Start of Block

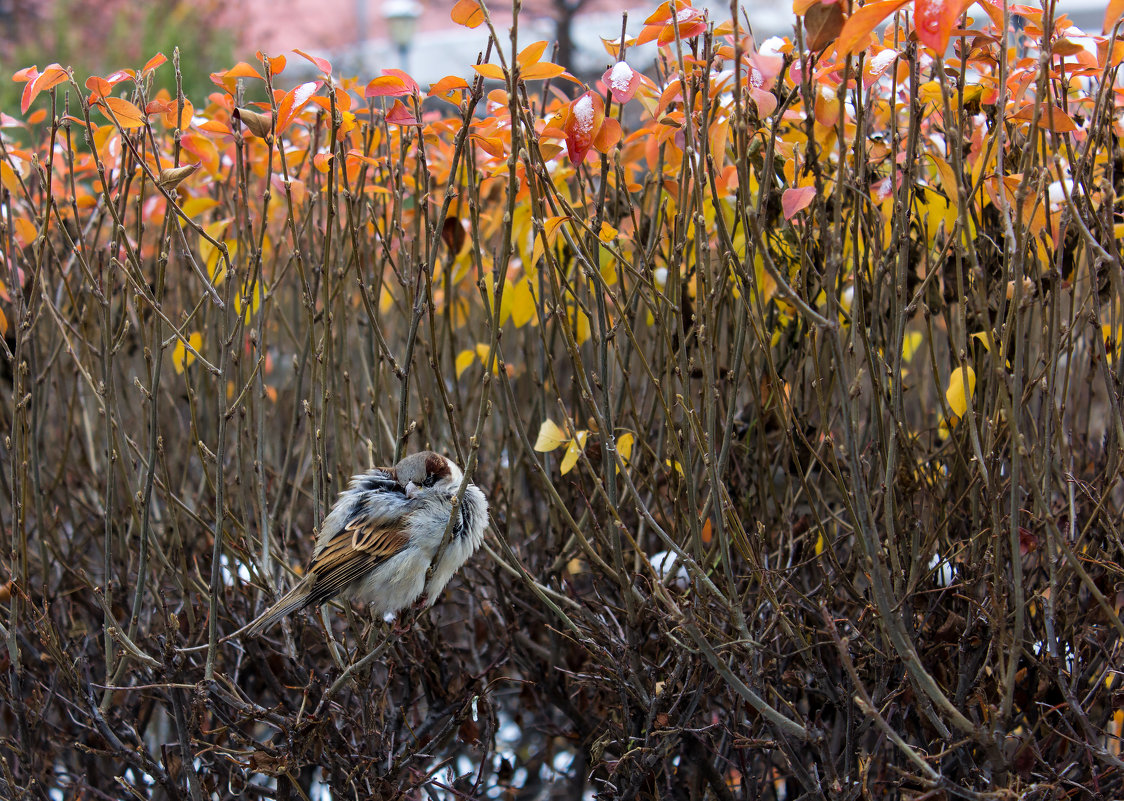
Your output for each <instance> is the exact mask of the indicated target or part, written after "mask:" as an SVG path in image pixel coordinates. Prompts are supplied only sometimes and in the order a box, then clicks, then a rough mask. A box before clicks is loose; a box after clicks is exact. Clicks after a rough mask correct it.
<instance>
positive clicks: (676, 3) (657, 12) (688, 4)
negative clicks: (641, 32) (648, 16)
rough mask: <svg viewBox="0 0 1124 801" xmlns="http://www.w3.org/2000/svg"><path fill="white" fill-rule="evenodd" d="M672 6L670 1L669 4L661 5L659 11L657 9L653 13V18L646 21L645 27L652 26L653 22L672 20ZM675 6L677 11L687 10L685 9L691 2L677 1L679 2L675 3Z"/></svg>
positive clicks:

End of Block

▶ PROMPT
Which lines in the records above contain the string "rough"? Copy each one.

▶ REPLY
Your output for each <instance> is the exact mask of the indicated target or part, written after "mask:" as an SVG path in image pixel coordinates. Prompts are supplied only sometimes and in the order a box, then clicks, then a rough mask. A box before clicks is loose; a box after clicks is exact. Clicks after a rough mask correct it.
rough mask: <svg viewBox="0 0 1124 801" xmlns="http://www.w3.org/2000/svg"><path fill="white" fill-rule="evenodd" d="M672 6L670 1L669 4L661 5L659 11L657 9L653 13V18L646 21L645 27L652 26L653 22L672 20ZM675 6L677 11L687 10L685 9L691 2L677 1L679 2L675 3Z"/></svg>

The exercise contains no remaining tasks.